Data for the task >>
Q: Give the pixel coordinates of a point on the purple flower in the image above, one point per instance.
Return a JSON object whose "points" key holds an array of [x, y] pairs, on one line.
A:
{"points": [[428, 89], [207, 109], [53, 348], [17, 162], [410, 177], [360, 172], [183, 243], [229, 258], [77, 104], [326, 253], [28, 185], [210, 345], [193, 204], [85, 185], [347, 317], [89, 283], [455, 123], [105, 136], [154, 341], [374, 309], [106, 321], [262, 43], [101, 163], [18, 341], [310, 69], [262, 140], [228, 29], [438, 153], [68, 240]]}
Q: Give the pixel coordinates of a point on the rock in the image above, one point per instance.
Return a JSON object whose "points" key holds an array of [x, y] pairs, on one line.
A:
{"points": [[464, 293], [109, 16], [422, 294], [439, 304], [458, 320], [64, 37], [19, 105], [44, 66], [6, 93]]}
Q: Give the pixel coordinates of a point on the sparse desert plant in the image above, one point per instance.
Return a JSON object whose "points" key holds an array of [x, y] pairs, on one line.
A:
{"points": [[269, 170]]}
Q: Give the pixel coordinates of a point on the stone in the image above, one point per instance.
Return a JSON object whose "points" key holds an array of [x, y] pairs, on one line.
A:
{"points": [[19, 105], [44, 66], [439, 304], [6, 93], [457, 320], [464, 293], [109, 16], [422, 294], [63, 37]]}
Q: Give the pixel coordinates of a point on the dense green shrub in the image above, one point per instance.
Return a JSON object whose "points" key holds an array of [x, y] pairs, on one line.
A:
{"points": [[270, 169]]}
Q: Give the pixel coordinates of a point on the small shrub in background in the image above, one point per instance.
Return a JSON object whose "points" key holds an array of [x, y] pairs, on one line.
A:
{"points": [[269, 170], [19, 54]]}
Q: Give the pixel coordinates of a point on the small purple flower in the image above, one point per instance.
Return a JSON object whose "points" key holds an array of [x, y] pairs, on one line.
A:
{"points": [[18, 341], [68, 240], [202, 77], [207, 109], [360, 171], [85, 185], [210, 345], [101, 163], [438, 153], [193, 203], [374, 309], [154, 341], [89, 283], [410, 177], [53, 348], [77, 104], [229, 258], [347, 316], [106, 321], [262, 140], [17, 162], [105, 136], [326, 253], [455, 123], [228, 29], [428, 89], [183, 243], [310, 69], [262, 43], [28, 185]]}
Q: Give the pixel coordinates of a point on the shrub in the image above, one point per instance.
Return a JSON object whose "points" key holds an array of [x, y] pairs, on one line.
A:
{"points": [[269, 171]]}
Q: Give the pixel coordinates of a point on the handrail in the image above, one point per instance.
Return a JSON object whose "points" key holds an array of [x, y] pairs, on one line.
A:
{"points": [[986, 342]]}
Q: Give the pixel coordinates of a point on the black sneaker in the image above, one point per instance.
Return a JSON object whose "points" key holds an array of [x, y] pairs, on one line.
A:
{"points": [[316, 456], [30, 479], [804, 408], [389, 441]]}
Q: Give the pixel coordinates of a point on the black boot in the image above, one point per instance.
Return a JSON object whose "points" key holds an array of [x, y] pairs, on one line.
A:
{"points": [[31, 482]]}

Exercise task >> Can you write out again the lines from the one containing "Q: Give the pixel coordinates of a point on the shrub" through the last line, all of them, with every x and y coordinate in the answers multiplied by 0.95 and rounded to a whole number, halves rounding up? Leave every number outside the answers unchanged.

The reply >>
Q: Give the pixel coordinates of a point on the shrub in the image above, one point per instance.
Return a JSON object whose "points" key holds an array of [x, y] pairs, on one line.
A:
{"points": [[256, 162]]}
Q: Give the pixel coordinates of a point on the handrail in the image above, one point per instance.
Return a JSON object whose "points" key holds an array of [x, y] pairs, on one line.
A:
{"points": [[937, 325]]}
Q: Give the pixel coordinates of a point on the black sneaker in the image above, one point per instance.
Return a JSON object whose "points" key holds an array of [x, y] pairs, on one line.
A:
{"points": [[300, 433], [29, 455], [764, 388], [370, 419]]}
Q: Give the pixel coordinates of a point on the black boot in the image above, one point per instance.
Return a JSON object whose "points" key holds an array of [x, y] pairs, on one line.
A:
{"points": [[29, 458]]}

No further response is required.